**TASK REQUIREMENTS**
[a] Answer these questions using the piece on Jessica Meir's tweet, one line each:
(i) At which university is Meir a postdoctoral researcher in comparative physiology?
(ii) On what date was the tweet posted?
(iii) What term does the piece use for explaining something to someone in a condescending or patronizing manner?
[b] List every institution that the first sentence of the piece on Jessica Meir's tweet gives as a place where she works.

**SELECTED TEXT**
Jessica Meir is a NASA astronaut who also works as an Assistant Professor of Anesthesia at Harvard Medical School and a postdoctoral researcher in comparative physiology at the University of British Columbia. She recently tweeted from outer space, presumably happy about the experience.
My first venture >63,000′, the space equivalent zone, where water spontaneously boils! Luckily I’m suited! pic.twitter.com/0zB5Ku5Tdy
— Jessica Meir (@Astro_Jessica) September 9, 2016
But a man reported that this isn’t “spontaneous” – ‘it’s simple thermo,’ he said.
Of course, as an astronaut and and a Ph.D in marine biology, it’s pretty safe to say that Mier knows her ‘simple thermo,’ but this is a case of mansplaining: explaining something to someone, typically a woman, in a condescending or patronizing manner.

**PROVIDED MATERIAL**
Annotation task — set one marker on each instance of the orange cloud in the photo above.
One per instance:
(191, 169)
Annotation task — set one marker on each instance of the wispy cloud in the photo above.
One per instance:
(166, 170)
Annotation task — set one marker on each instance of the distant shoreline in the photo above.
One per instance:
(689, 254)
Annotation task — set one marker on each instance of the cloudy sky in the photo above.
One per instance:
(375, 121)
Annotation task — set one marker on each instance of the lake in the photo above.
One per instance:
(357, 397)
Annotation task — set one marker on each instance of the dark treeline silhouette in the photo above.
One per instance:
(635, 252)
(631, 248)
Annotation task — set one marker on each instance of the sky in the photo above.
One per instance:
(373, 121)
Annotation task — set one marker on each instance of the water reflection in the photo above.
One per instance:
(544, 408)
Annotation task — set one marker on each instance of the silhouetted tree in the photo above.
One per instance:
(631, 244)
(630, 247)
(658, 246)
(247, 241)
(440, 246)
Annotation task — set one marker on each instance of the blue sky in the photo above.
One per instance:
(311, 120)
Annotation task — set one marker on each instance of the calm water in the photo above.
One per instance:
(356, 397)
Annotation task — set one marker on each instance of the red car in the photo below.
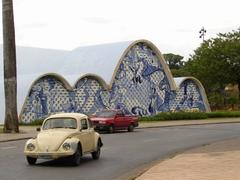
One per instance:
(112, 120)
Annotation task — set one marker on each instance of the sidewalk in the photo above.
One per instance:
(220, 161)
(215, 161)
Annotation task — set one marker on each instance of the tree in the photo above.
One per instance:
(176, 64)
(216, 63)
(10, 75)
(174, 61)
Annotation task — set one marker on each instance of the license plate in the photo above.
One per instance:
(45, 156)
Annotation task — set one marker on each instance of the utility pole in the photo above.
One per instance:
(202, 33)
(10, 71)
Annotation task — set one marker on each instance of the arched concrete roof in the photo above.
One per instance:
(95, 77)
(98, 61)
(180, 80)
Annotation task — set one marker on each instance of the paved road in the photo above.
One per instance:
(122, 152)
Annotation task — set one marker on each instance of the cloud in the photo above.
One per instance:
(96, 20)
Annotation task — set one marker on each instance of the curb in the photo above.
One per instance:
(16, 139)
(147, 127)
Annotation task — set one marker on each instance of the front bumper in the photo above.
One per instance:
(101, 127)
(48, 155)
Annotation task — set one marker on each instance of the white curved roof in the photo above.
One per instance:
(34, 62)
(101, 60)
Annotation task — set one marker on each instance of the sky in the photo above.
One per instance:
(172, 25)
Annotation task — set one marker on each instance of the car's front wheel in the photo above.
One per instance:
(96, 154)
(111, 129)
(76, 157)
(130, 128)
(31, 160)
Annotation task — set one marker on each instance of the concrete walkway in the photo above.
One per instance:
(215, 161)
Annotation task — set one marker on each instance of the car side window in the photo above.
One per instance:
(90, 123)
(84, 124)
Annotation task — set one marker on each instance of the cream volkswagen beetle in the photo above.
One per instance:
(64, 135)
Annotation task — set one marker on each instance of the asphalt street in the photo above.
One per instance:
(122, 153)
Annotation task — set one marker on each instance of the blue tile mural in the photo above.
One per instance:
(140, 87)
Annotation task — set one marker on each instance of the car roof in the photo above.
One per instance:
(73, 115)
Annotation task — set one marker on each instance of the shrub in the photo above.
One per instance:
(175, 116)
(164, 116)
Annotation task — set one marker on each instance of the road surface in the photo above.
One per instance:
(122, 153)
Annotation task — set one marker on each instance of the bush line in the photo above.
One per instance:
(168, 116)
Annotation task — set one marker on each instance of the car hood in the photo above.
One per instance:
(51, 140)
(101, 118)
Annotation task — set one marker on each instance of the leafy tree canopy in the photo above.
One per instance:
(216, 62)
(174, 61)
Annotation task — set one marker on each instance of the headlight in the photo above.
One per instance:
(30, 147)
(66, 146)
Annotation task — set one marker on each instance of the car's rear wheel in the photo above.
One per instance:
(130, 128)
(111, 129)
(31, 160)
(96, 154)
(76, 157)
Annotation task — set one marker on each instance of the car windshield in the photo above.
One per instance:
(106, 114)
(60, 123)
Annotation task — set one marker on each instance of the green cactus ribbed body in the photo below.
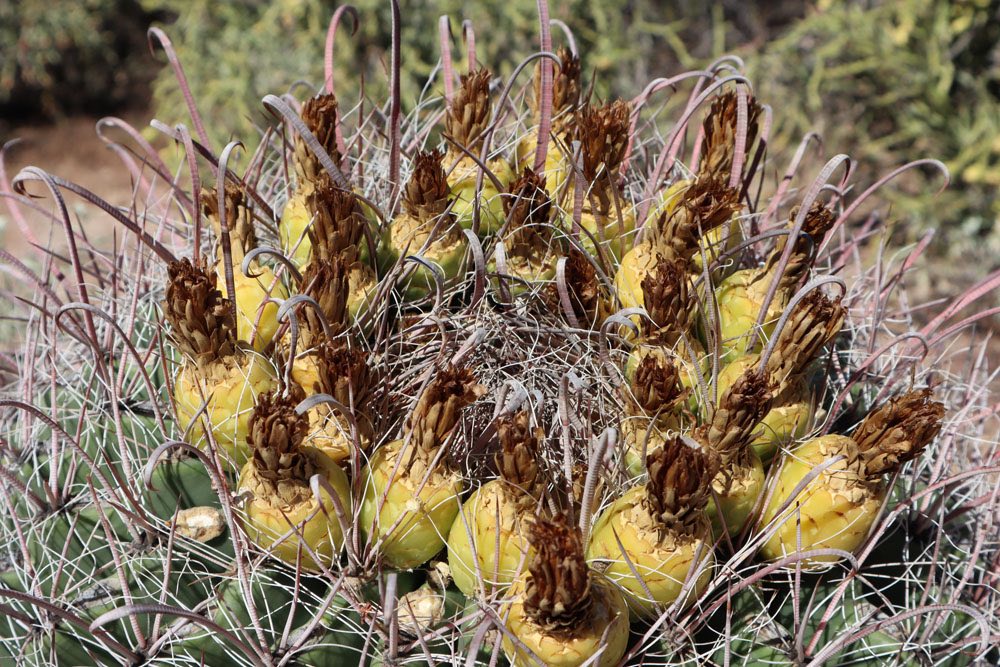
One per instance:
(663, 563)
(499, 537)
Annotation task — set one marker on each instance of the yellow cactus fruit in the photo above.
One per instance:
(562, 613)
(659, 531)
(728, 434)
(214, 371)
(498, 514)
(530, 250)
(836, 509)
(411, 496)
(427, 227)
(283, 514)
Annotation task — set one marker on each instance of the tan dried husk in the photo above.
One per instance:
(338, 222)
(679, 487)
(720, 127)
(667, 301)
(469, 112)
(517, 460)
(707, 203)
(275, 435)
(239, 218)
(528, 210)
(898, 432)
(426, 194)
(740, 410)
(565, 91)
(818, 221)
(558, 588)
(815, 322)
(319, 113)
(201, 319)
(655, 388)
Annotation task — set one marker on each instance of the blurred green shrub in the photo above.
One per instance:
(70, 56)
(894, 81)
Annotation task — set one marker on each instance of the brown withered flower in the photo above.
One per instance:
(740, 410)
(565, 91)
(201, 319)
(656, 386)
(325, 281)
(338, 221)
(427, 193)
(898, 432)
(528, 210)
(815, 321)
(558, 587)
(720, 128)
(239, 217)
(708, 203)
(470, 110)
(275, 435)
(603, 134)
(440, 407)
(517, 460)
(319, 113)
(680, 482)
(667, 300)
(817, 222)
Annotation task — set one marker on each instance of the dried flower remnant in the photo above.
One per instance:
(498, 515)
(562, 612)
(216, 373)
(656, 536)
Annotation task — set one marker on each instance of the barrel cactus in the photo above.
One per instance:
(505, 380)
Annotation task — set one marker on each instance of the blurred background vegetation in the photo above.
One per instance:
(887, 81)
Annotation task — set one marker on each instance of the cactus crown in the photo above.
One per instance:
(326, 282)
(238, 217)
(427, 193)
(565, 91)
(558, 588)
(708, 203)
(470, 111)
(720, 128)
(680, 481)
(319, 113)
(665, 295)
(817, 222)
(201, 319)
(656, 386)
(275, 434)
(603, 134)
(734, 421)
(517, 460)
(338, 223)
(815, 321)
(898, 431)
(528, 209)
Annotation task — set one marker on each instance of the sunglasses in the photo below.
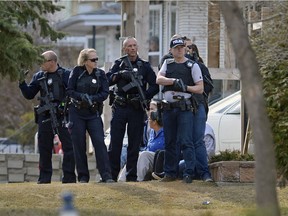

**YOUR WRITTEN ANSWERS**
[a]
(i) The University of British Columbia
(ii) September 9, 2016
(iii) Mansplaining

[b]
NASA
Harvard Medical School
University of British Columbia